Do this ▸ Extract all of the entries and give them again, word for word.

+++ Available data

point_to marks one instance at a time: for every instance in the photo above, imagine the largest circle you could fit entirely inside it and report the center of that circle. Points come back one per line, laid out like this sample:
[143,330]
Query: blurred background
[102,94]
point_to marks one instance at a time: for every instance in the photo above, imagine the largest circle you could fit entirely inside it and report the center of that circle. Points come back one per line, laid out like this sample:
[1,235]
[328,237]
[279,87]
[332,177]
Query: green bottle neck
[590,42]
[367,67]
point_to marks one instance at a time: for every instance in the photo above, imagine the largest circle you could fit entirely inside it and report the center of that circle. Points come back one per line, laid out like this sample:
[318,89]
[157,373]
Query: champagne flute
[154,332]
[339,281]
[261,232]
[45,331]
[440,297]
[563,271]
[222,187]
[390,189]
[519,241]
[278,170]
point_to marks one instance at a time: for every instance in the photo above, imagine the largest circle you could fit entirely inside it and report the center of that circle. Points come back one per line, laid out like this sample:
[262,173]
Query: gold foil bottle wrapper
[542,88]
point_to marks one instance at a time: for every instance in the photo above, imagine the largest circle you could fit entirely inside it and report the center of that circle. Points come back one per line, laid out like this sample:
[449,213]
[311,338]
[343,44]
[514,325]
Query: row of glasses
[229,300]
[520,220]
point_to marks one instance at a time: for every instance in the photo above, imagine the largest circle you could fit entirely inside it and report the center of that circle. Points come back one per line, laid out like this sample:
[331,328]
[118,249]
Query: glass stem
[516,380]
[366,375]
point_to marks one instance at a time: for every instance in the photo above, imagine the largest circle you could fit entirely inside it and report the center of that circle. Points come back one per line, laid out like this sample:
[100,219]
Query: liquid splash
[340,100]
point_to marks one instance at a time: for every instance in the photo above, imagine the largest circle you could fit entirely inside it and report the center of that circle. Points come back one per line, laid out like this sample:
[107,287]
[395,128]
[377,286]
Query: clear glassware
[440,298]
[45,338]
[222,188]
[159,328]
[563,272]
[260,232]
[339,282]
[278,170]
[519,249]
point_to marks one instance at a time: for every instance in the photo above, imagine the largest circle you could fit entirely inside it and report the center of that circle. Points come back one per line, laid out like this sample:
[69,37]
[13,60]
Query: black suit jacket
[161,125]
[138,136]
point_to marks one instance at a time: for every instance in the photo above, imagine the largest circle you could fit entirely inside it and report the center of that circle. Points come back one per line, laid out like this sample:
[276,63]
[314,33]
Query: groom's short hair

++++++

Task answer ▸
point_to marks one instance at a time: for every instance in the photo above, imagine the largest circle you could fit entirely inside it and report the center of that circle. Points come back one per line, laid out like this sample:
[143,330]
Query: blurred background
[102,94]
point_to marks one instance at a time: for every instance in the photo above, imagine the largest circle you could fit entirely inside it and report the center of that circle. Points come back one per line, laid out like this sample:
[1,235]
[328,237]
[279,87]
[332,177]
Query: green bottle neck
[590,42]
[367,67]
point_to marks one instance at a time: for every instance in the photo above, imagine the largest circle you could fit entirely inside it and report the center of that circle. Points come back one per line, laid out like this sample:
[318,89]
[157,373]
Query: champagne flute
[154,332]
[339,281]
[261,232]
[45,331]
[440,297]
[563,271]
[222,187]
[390,189]
[519,241]
[278,170]
point_to marks one instance at a time: for every instance in the photo above, imagine the largest circle you could fit entirely inside it and report the center of that circle. Points come back one per line, laid out like this sample:
[262,173]
Query: gold foil bottle wrapper
[542,88]
point_to marks one instance at a time: for every instance in the photo above, imagine the largest circle you could fit entirely inside it and report the center of that circle. Points come back one per line, laid out like this sample:
[449,213]
[311,338]
[343,44]
[514,325]
Query: row of glasses
[229,300]
[520,220]
point_to marks one instance at a time: for every instance in the photo above, imagine the largest circle you could fit entirely inside it and report the center of that circle. Points come back one per line, laid out like this sample:
[331,328]
[118,249]
Query: glass stem
[516,380]
[366,375]
point_to marks one instance at a time: for every instance in the photo above, imagine the largest circle you could fit entirely inside it and report the center of that circle. Points come back one per line, laid out like this sample:
[100,219]
Query: liquid splash
[340,100]
point_to marks one instance at a time: for every instance in the photo above, imagine the largest circle you could fit entirely inside it and report the center of that circle. Points come back one per line, laid out like this sample:
[107,287]
[395,128]
[377,286]
Query: clear glassware
[440,298]
[45,338]
[222,188]
[159,328]
[563,272]
[260,232]
[339,282]
[278,170]
[519,249]
point_to marks one instance at a time: for every instance in the photo above, imagine the largest circle you could fit entirely inside it and report the center of that circle. Points come back one per line, laid out like this sample:
[69,37]
[13,60]
Query: black suit jacket
[161,125]
[138,136]
point_to marks one instance at a time: for every instance in the photo above, imagine the largest circle you could fit entirely inside it and report the center of that circle. Points come back one per line, laid out like this sample:
[276,63]
[314,33]
Query: groom's short hair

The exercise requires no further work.